··· DATA RECORDS

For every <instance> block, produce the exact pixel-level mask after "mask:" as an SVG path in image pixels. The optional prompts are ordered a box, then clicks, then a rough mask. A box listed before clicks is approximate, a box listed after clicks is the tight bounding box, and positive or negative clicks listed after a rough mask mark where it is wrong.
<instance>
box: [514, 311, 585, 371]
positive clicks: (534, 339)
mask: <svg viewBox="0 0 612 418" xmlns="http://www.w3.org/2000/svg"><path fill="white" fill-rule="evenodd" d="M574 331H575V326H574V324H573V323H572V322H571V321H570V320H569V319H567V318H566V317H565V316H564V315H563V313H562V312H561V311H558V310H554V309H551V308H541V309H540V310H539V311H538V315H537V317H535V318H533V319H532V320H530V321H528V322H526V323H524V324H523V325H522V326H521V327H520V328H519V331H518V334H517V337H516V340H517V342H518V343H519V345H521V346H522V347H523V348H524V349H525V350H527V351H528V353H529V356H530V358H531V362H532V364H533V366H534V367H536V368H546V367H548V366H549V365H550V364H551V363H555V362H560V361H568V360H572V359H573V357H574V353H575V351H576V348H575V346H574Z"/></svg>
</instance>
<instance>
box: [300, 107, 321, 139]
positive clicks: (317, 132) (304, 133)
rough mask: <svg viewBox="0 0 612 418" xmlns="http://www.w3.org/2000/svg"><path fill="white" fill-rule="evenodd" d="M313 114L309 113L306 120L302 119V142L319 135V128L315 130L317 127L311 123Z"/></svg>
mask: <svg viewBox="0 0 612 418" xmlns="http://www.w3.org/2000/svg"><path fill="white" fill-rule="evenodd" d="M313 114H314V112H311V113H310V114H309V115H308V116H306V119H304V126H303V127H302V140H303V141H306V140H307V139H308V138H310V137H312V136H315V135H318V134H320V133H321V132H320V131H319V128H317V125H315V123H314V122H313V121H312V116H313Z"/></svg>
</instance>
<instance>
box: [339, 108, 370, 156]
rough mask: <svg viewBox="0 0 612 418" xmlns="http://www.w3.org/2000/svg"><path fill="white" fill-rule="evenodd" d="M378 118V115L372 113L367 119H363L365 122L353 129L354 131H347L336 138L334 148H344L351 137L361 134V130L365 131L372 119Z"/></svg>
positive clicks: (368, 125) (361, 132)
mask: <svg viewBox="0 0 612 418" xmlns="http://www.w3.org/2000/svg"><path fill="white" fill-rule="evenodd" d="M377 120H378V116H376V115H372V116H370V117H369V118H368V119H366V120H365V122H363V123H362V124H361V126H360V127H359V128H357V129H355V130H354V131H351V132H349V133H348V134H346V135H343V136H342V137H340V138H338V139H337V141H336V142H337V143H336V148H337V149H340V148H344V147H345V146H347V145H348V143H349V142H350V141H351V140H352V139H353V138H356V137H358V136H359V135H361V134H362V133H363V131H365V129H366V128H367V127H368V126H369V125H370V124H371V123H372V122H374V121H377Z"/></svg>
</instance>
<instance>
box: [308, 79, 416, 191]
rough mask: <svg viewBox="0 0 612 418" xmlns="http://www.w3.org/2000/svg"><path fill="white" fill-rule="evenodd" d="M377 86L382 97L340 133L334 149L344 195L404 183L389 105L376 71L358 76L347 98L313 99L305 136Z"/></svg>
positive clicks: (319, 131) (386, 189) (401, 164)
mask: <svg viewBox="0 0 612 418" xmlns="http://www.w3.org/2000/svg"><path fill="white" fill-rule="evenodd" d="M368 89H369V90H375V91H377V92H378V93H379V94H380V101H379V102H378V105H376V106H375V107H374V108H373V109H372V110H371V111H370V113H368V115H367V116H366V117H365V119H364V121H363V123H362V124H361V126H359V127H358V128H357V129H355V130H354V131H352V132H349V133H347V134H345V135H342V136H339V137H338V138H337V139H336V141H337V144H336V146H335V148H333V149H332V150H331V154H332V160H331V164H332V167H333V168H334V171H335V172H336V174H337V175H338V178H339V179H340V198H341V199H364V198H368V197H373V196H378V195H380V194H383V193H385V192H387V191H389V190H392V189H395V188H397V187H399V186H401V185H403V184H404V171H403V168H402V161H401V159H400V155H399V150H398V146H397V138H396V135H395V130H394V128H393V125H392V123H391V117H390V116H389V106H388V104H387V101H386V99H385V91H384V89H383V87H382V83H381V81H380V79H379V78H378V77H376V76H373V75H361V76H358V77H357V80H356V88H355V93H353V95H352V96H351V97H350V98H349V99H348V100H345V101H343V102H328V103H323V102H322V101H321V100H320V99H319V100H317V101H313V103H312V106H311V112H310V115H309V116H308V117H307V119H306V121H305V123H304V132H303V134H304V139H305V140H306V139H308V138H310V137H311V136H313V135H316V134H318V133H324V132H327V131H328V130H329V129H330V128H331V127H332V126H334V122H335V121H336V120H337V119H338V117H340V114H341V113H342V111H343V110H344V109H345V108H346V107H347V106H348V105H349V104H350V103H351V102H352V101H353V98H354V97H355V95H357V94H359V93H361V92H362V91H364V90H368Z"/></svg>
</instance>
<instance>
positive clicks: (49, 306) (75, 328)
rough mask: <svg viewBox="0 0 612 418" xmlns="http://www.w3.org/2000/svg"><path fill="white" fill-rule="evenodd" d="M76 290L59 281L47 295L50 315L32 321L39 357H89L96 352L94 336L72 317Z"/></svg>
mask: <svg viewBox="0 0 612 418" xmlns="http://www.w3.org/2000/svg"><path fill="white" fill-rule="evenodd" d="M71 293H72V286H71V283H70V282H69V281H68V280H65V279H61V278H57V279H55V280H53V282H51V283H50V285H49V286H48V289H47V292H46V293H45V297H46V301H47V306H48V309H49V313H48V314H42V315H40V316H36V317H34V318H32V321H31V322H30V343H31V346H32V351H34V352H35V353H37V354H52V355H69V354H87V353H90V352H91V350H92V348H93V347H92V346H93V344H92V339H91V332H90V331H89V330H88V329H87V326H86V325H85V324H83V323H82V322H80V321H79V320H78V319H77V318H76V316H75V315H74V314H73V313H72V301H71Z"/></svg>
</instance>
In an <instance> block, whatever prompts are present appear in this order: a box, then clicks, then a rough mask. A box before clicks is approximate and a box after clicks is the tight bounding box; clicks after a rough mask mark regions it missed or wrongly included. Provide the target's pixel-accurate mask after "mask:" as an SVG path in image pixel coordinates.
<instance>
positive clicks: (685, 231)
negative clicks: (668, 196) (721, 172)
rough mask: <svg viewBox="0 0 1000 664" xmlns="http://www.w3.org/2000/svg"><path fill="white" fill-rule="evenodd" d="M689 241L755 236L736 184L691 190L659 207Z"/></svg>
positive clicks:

······

→ ASSIGNED TASK
What you give back must match the records word for word.

→ ANSWER BELOW
For every <instance> block, produce the exact pixel-level mask after "mask:" as an SVG path in image pixels. The optional prompts are ordered a box, then clicks, then a rough mask. A box listed before clicks is approximate, a box listed after clicks is the tight bounding box, and positive or negative clicks listed after a rough mask mark where it is wrong.
<instance>
box: [514, 311, 585, 371]
positive clicks: (534, 339)
mask: <svg viewBox="0 0 612 418" xmlns="http://www.w3.org/2000/svg"><path fill="white" fill-rule="evenodd" d="M574 331H575V326H574V324H573V323H572V322H571V321H570V320H569V319H567V318H566V317H565V316H564V315H563V313H562V312H561V311H558V310H554V309H551V308H541V309H540V310H539V311H538V315H537V317H535V318H533V319H532V320H530V321H528V322H526V323H524V324H523V325H522V326H521V327H520V328H519V331H518V334H517V337H516V340H517V342H518V343H519V345H521V346H522V347H523V348H524V349H525V350H527V351H528V353H529V356H530V358H531V362H532V364H533V366H534V367H536V368H546V367H548V366H549V365H550V364H551V363H555V362H560V361H568V360H572V359H573V357H574V353H575V351H576V348H575V346H574Z"/></svg>
</instance>
<instance>
box: [300, 107, 321, 139]
positive clicks: (317, 132) (304, 133)
rough mask: <svg viewBox="0 0 612 418" xmlns="http://www.w3.org/2000/svg"><path fill="white" fill-rule="evenodd" d="M313 114L309 113L306 120L302 119V142L319 135V128L315 130L317 127L311 123Z"/></svg>
mask: <svg viewBox="0 0 612 418" xmlns="http://www.w3.org/2000/svg"><path fill="white" fill-rule="evenodd" d="M313 114H314V112H311V113H310V114H309V115H308V116H306V119H304V126H303V127H302V140H303V141H306V140H307V139H308V138H310V137H312V136H315V135H318V134H320V133H321V132H320V131H319V128H317V125H315V123H314V122H313V121H312V116H313Z"/></svg>
</instance>
<instance>
box: [339, 108, 370, 156]
rough mask: <svg viewBox="0 0 612 418" xmlns="http://www.w3.org/2000/svg"><path fill="white" fill-rule="evenodd" d="M378 118V115L372 113L367 119H363L365 122L353 129L354 131H347L336 138L334 148H344L351 137L361 134V130L365 131L372 119Z"/></svg>
positive clicks: (368, 125) (361, 132)
mask: <svg viewBox="0 0 612 418" xmlns="http://www.w3.org/2000/svg"><path fill="white" fill-rule="evenodd" d="M377 120H378V116H376V115H372V116H370V117H369V118H368V119H366V120H365V122H363V123H362V124H361V126H360V127H359V128H357V129H355V130H354V131H351V132H349V133H348V134H346V135H343V136H342V137H340V138H338V139H337V141H336V142H337V143H336V148H337V149H340V148H344V147H345V146H347V145H348V143H349V142H350V141H351V140H352V139H353V138H356V137H358V136H359V135H361V134H362V133H363V131H365V129H366V128H367V127H368V126H369V125H370V124H371V123H372V122H374V121H377Z"/></svg>
</instance>
<instance>
box: [308, 79, 416, 191]
rough mask: <svg viewBox="0 0 612 418" xmlns="http://www.w3.org/2000/svg"><path fill="white" fill-rule="evenodd" d="M377 86L382 97L340 133L334 149L344 195L404 183L389 105L376 71L358 76L347 98L313 99L305 136Z"/></svg>
positive clicks: (319, 131) (386, 189) (401, 164)
mask: <svg viewBox="0 0 612 418" xmlns="http://www.w3.org/2000/svg"><path fill="white" fill-rule="evenodd" d="M368 89H369V90H375V91H377V92H378V93H379V94H380V101H379V102H378V105H376V106H375V107H374V108H373V109H372V110H371V111H370V113H368V115H367V116H366V117H365V119H364V121H363V123H362V124H361V126H359V127H358V128H357V129H355V130H354V131H352V132H349V133H347V134H345V135H342V136H339V137H338V138H337V139H336V141H337V144H336V146H335V148H333V149H332V150H331V154H332V160H331V164H332V167H333V168H334V171H335V172H336V174H337V175H338V178H339V179H340V198H341V199H364V198H368V197H373V196H378V195H380V194H383V193H385V192H387V191H389V190H392V189H395V188H397V187H399V186H401V185H403V184H404V171H403V168H402V161H401V159H400V155H399V150H398V146H397V138H396V135H395V130H394V128H393V125H392V123H391V117H390V116H389V106H388V104H387V101H386V99H385V91H384V89H383V87H382V83H381V81H380V79H379V78H378V77H376V76H373V75H361V76H358V77H357V80H356V88H355V93H353V95H352V96H351V97H350V98H349V99H348V100H345V101H343V102H328V103H323V102H322V101H321V100H320V99H319V100H317V101H313V103H312V106H311V112H310V115H309V116H308V117H307V119H306V121H305V123H304V132H303V134H304V139H305V140H306V139H308V138H310V137H311V136H313V135H316V134H318V133H324V132H327V131H328V130H329V129H330V128H331V127H332V126H334V122H335V121H336V120H337V119H338V117H340V114H341V113H342V111H343V110H344V109H345V108H346V107H347V106H348V105H349V104H350V103H351V102H352V101H353V98H354V97H355V95H357V94H359V93H361V92H362V91H364V90H368Z"/></svg>
</instance>
<instance>
positive clicks: (49, 306) (75, 328)
rough mask: <svg viewBox="0 0 612 418" xmlns="http://www.w3.org/2000/svg"><path fill="white" fill-rule="evenodd" d="M76 290L59 281L47 295L50 315L32 321L39 357H89L96 352L94 336L72 317Z"/></svg>
mask: <svg viewBox="0 0 612 418" xmlns="http://www.w3.org/2000/svg"><path fill="white" fill-rule="evenodd" d="M71 293H72V286H71V283H70V282H69V281H68V280H65V279H61V278H57V279H55V280H53V282H51V283H50V285H49V286H48V289H47V292H46V293H45V297H46V301H47V306H48V309H49V313H48V314H42V315H40V316H36V317H34V318H32V321H31V322H30V343H31V346H32V351H34V352H35V353H37V354H52V355H69V354H87V353H90V352H91V350H92V348H93V347H92V346H93V344H92V339H91V332H90V331H89V330H88V329H87V326H86V325H85V324H83V323H82V322H80V321H79V320H78V319H77V318H76V316H75V315H74V314H73V313H72V301H71Z"/></svg>
</instance>
In an <instance> block, whatever prompts are present appear in this order: a box, then clicks, then a rough mask. A box before clicks is approximate and a box after clicks is the tight bounding box; clicks after a rough mask mark regions it missed or wrongly included. Provide the target's pixel-accurate mask after "mask:" as an SVG path in image pixel coordinates.
<instance>
positive clicks: (685, 231)
negative clicks: (668, 196) (721, 172)
rough mask: <svg viewBox="0 0 1000 664" xmlns="http://www.w3.org/2000/svg"><path fill="white" fill-rule="evenodd" d="M689 241L755 236L736 184L691 190L659 207Z"/></svg>
positive clicks:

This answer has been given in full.